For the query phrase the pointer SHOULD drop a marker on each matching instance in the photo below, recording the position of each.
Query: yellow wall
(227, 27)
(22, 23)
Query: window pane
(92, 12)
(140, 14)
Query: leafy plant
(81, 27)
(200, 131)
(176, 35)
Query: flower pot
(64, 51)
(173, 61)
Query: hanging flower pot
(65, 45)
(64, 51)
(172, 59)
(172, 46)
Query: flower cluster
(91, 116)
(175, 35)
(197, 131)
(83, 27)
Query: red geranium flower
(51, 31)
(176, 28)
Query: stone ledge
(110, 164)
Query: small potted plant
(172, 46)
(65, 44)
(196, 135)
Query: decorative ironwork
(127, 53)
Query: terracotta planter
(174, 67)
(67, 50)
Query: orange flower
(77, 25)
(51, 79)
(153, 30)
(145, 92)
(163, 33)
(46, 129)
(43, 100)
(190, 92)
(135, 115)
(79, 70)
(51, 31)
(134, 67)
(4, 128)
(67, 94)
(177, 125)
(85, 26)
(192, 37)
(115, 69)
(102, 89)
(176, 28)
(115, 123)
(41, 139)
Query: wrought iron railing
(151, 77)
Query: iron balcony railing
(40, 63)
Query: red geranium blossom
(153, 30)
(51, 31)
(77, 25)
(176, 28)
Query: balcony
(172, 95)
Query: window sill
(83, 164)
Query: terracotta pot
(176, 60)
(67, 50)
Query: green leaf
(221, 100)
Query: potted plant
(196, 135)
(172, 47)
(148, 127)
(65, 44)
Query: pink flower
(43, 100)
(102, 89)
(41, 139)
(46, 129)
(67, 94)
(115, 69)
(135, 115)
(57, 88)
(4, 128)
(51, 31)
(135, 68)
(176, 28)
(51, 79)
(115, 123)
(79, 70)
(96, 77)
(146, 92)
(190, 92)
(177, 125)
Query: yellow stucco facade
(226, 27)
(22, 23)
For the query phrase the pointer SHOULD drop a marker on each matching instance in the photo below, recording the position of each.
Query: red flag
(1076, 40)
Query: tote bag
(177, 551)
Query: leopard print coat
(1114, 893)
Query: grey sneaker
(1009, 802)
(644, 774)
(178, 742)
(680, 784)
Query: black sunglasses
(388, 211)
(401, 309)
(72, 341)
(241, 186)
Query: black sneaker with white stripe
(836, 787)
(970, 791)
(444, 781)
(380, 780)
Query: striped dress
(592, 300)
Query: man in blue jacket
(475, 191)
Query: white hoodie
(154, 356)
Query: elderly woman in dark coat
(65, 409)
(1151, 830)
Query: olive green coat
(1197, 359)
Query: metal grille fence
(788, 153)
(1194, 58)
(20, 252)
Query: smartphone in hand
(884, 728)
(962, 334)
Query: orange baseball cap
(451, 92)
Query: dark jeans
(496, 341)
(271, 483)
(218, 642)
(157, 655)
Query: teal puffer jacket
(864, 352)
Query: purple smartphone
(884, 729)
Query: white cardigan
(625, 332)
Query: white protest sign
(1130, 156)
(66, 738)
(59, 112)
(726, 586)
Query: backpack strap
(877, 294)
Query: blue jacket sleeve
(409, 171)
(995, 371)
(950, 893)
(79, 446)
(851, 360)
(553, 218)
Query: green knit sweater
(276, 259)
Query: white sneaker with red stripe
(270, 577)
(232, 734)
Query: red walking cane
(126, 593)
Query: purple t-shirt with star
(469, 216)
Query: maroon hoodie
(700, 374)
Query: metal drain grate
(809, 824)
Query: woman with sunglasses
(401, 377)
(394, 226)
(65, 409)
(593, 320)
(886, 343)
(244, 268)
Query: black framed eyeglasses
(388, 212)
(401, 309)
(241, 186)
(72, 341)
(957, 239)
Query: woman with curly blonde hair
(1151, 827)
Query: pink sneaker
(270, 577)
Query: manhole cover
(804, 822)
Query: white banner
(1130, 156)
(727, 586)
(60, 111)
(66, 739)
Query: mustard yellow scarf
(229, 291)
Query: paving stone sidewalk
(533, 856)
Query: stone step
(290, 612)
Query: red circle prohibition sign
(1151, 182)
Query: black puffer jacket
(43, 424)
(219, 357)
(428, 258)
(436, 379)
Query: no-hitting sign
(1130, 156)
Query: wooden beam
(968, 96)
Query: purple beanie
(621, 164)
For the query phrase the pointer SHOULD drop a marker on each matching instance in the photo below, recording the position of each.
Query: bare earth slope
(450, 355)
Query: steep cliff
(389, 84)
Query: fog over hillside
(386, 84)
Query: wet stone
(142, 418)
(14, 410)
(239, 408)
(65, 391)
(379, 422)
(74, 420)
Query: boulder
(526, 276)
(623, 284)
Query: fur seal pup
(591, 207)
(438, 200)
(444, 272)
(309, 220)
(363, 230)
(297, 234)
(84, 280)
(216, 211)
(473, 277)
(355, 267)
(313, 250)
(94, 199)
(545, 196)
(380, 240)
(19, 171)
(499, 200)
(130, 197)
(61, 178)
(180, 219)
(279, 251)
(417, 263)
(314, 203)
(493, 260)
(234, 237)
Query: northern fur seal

• _Work to be completed_:
Scale the data from the line containing "Query: woman with curly blonde hair" through the end of the data, both included. Rewrite only those lines, keeping the text lines unchanged and multiplying every coordinate in the answers by 0.65, rounded to whole numbers with halves rounded up.

• _Task output_:
Query: woman with curly blonde hair
(748, 538)
Query: pink sneaker
(176, 375)
Query: manhole cover
(523, 534)
Query: white banner
(735, 101)
(473, 381)
(39, 72)
(43, 480)
Query: mustard yellow scarf
(149, 189)
Query: paving stone sidewalk
(346, 556)
Query: stone step
(189, 398)
Query: red circle prohibition sign
(748, 118)
Query: black puffer jacket
(28, 276)
(142, 232)
(278, 168)
(283, 246)
Query: no-hitting sign
(735, 101)
Query: wooden beam
(629, 62)
Query: purple beanie
(404, 107)
For the query phrase the pointer SHOULD drop a marker on each matching instance in the photo below, recording the position of each.
Query: bare earth slope
(293, 231)
Query: steep cliff
(253, 55)
Query: fog over hillside
(251, 55)
Query: wet stone
(92, 272)
(9, 267)
(155, 265)
(42, 254)
(246, 274)
(48, 273)
Query: boulder
(342, 179)
(405, 185)
Query: fur seal pup
(384, 135)
(285, 130)
(289, 177)
(201, 143)
(236, 150)
(193, 152)
(55, 182)
(140, 137)
(307, 180)
(231, 174)
(203, 163)
(61, 129)
(354, 127)
(247, 156)
(12, 111)
(324, 130)
(85, 128)
(40, 116)
(117, 142)
(181, 163)
(271, 171)
(204, 132)
(320, 169)
(152, 154)
Query: northern fur seal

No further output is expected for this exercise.